What the exercise asks: An exact restatement of the data is required, with the images omitted.
Top of Supplied data
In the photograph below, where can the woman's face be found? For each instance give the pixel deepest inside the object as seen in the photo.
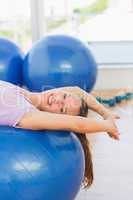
(61, 102)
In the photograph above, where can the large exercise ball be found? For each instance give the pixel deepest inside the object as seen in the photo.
(11, 62)
(57, 61)
(39, 165)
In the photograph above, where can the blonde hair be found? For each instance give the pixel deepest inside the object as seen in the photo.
(88, 176)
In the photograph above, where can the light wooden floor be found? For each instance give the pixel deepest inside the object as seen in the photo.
(113, 163)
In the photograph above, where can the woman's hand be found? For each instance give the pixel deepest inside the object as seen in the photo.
(113, 130)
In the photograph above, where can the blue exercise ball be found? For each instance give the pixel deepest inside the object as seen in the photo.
(39, 165)
(57, 61)
(11, 62)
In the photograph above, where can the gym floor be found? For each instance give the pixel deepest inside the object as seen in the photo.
(113, 163)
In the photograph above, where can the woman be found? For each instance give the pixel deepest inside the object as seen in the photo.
(59, 109)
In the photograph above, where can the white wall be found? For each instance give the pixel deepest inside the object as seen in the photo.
(114, 76)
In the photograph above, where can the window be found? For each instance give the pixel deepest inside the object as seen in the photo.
(15, 21)
(105, 24)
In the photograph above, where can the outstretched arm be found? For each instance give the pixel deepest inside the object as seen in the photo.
(40, 120)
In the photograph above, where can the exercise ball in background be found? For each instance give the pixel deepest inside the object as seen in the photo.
(11, 62)
(39, 165)
(57, 61)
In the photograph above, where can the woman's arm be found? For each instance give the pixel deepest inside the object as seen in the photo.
(39, 120)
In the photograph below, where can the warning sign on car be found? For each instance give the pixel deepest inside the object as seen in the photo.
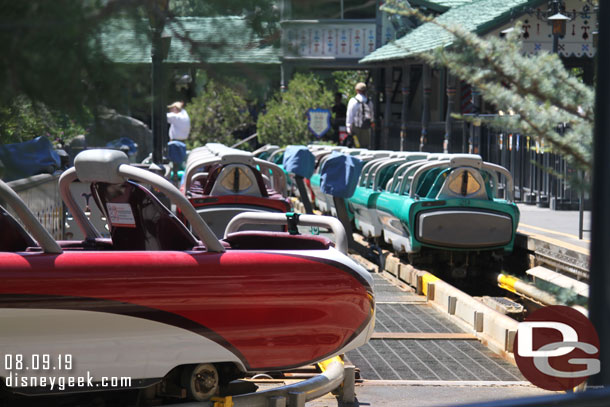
(121, 215)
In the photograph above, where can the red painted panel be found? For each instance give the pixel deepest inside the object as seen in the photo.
(276, 310)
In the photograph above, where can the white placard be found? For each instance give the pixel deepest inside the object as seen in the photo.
(121, 215)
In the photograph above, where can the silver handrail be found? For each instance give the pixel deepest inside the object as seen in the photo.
(111, 166)
(85, 225)
(39, 233)
(246, 218)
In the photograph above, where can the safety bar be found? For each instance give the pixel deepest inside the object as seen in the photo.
(246, 218)
(39, 233)
(67, 178)
(111, 167)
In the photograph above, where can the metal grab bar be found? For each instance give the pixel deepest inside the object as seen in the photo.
(294, 395)
(85, 225)
(39, 233)
(334, 224)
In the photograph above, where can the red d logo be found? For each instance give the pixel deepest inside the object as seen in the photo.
(557, 348)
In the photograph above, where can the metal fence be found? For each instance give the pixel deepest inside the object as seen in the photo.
(541, 176)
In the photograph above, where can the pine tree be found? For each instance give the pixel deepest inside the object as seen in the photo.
(538, 88)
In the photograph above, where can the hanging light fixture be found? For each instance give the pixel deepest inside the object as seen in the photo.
(559, 22)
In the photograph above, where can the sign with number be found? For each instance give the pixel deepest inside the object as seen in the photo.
(318, 121)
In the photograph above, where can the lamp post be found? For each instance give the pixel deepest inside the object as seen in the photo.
(558, 23)
(157, 10)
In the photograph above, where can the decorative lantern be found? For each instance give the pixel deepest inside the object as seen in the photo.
(559, 24)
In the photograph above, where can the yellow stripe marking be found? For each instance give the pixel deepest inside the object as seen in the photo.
(324, 364)
(427, 279)
(553, 232)
(507, 282)
(556, 242)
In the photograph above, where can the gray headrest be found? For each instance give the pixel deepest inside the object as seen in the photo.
(100, 166)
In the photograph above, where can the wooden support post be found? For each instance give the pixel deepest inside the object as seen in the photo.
(451, 91)
(404, 116)
(387, 115)
(423, 139)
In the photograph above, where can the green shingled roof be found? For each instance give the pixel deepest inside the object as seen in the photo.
(211, 40)
(477, 16)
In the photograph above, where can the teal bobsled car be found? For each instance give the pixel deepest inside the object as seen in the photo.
(450, 203)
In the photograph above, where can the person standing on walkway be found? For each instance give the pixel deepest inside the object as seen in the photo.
(179, 129)
(179, 122)
(360, 117)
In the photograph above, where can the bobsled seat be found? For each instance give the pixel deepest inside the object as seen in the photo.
(13, 237)
(138, 221)
(238, 179)
(276, 241)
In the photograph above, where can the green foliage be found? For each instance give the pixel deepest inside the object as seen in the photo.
(48, 53)
(219, 114)
(23, 120)
(538, 88)
(285, 121)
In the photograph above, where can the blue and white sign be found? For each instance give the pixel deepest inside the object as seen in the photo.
(318, 121)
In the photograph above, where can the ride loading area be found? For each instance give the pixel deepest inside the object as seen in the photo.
(410, 291)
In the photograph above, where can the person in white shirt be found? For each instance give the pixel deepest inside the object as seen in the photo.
(359, 118)
(179, 122)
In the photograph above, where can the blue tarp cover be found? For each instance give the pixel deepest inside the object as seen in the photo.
(176, 151)
(29, 158)
(339, 175)
(299, 161)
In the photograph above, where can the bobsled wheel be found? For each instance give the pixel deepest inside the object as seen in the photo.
(200, 381)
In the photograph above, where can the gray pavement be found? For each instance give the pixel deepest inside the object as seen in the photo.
(558, 225)
(371, 394)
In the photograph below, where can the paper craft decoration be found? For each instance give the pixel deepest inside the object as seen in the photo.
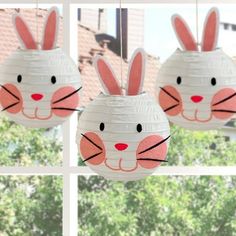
Bottom of Supplied data
Exercise answer:
In the photograph below, where can the woman's face be found? For each instance give the pixel deepest inside the object as seen in the photo.
(61, 102)
In the photograph above, where can the large exercise ball be found? For each instance give the pixel deepest inside the object as seen in the photo.
(11, 62)
(57, 61)
(39, 165)
In the photograph above, where can the blonde hair be found? For each instance give the pixel deepest inside the object as seen in the photo.
(88, 176)
In the photograph above, where can the light wooden floor be found? For each instance give the pixel deepest inside the object as seen in the photo.
(113, 163)
In the photograph above, where can the woman's hand be found? For each instance give the pixel deepest inside the object as seen in the photo.
(113, 130)
In the photograph above, where can the blue exercise ball be found? For each instance give the pixel deepest inside the object as seen in the photo.
(39, 165)
(57, 61)
(11, 62)
In the photograph above, where can the gym floor be found? For each instance give the pixel deepest inside the object as seen in the photo.
(113, 163)
In the photograph above, where can the woman be found? For each instance give the pixel deepest inside the object as seen in the photo.
(59, 109)
In the photograph above, where can the white wall be found? For each instance give the pixel deepest inside the object as seen in the photo.
(114, 76)
In the photograph above, where can the window be found? For each instance give the pixel deepest inside the object as seen in the photo.
(15, 21)
(105, 24)
In the photograph above, where can the outstretched arm be found? For each instance give the pixel deepest inside the object as seen in the photo.
(40, 120)
In the photograph above, where can the exercise ball in background be found? For each instance give the pixel deepest inside the object as seen in the photo.
(11, 62)
(39, 165)
(57, 61)
In the photograph above, where can the woman's arm be found? For each instance give the pixel deepest inside the object as seen in the photo.
(39, 120)
In the photograph below, where can the warning sign on car be found? For each instance give the pixel deepest inside the object as seen in the photo.
(121, 215)
In the photograph above, where can the red painted panel be found? For each instance give the pixel deepest inside the object as seen in the photo.
(276, 310)
In the photograph above, where can the white placard be found? For each instance give the pixel deepest inside the object as seen in the photo.
(121, 215)
In the photograph above, where can the silver handrail be found? For each instance give the pixel deepest inside the object as seen in the photo.
(111, 166)
(85, 225)
(39, 233)
(246, 218)
In the photograph above, where can the safety bar be found? For each instance give the pixel deepest inside the object as seen in the photo.
(246, 218)
(39, 233)
(67, 178)
(111, 167)
In the photograph above, where can the metal grab bar be found? For each instance give the pixel deepest inside the object as seen in the photo.
(294, 395)
(85, 225)
(39, 233)
(334, 224)
In the photograph above, where can the red d logo be found? For each instance give the pixel deepest inside the object as seen in the photo.
(557, 348)
In the photograph above, where can the metal fence be found? For each instance give the pixel deepest inside the object as seen in the photo.
(541, 176)
In the photograph above, where can the pine tree be found? For each instance give the pixel deepest inside the object as seen in the photo.
(538, 88)
In the photograph above, where can the hanging light fixture be found? For each instance give the pixel deepest inside the object as seen in the photo.
(559, 22)
In the photograph above, where can the sign with number be found? For each instance give the pixel deepest inside the object as seen in the photo.
(318, 121)
In the photograph above, where can the lamp post be found? For each instance give the pixel deepest inside the object as seen in the photo.
(558, 23)
(157, 10)
In the photograph above, where can the decorative lantern be found? For each instance give the pixel deepest inside the object as seen in the photo.
(559, 24)
In the photograph above, where can the yellow stripe marking be found? For each instance give the pixel deepest inside the object as seen in the photo.
(324, 364)
(427, 279)
(553, 232)
(507, 282)
(556, 242)
In the photograph above, where can the gray headrest be found? For each instance give the pixel deepest inside the object as seen in the photo.
(100, 166)
In the photograph above, where can the wooden support post be found? For each instance give the pixel deepest inside the object as seen in the photo.
(451, 91)
(404, 116)
(387, 115)
(423, 139)
In the photograph above, where can the green shingled roof be found? For each instance give the pixel deepest inside the object as seen in the photo.
(211, 40)
(477, 16)
In the photograph above, where can the teal bobsled car be found? For each instance give the pixel deepest inside the object as seen in the photo.
(450, 203)
In the photograph above, where can the person standing on walkway be found? For each instance give the pixel deepest inside the object as seen in the photo.
(179, 129)
(179, 122)
(360, 117)
In the photograph above, where can the bobsled seat be found? For each instance give the pixel deepest inside the object as seen in the photo.
(13, 237)
(138, 221)
(238, 179)
(276, 241)
In the photograph above, where can the green foliage be found? For each instance give the pixel deepest inside the object as seen in the photo.
(48, 53)
(219, 114)
(23, 120)
(538, 88)
(285, 121)
In the photograph above, where can the blue and white sign be found? For each instance give the pixel deepest inside the object as seen in the photo.
(318, 121)
In the photograph above, where can the ride loading area be found? For each instance give the pixel deepest inside the object as seen in the photo.
(410, 291)
In the photograph above, where can the person in white shirt be found? For each instance give the pixel deepest inside the object as seen in the photo.
(359, 118)
(179, 122)
In the photograph above, where can the blue tarp cover be found? For each instance give the pixel deepest inside the object as seen in the photo.
(176, 151)
(29, 158)
(339, 175)
(299, 161)
In the photograph above, where can the bobsled wheel be found? For each instance give the pixel deepest inside the object as seen in the photo.
(200, 381)
In the photograph above, where can the gray pavement be found? For each instance give the pixel deepest inside the object as seen in the photo.
(558, 225)
(371, 394)
In the photograph below, where can the paper craft decoration be found? For each instance give the pixel deepest inside the object as seen in the photo.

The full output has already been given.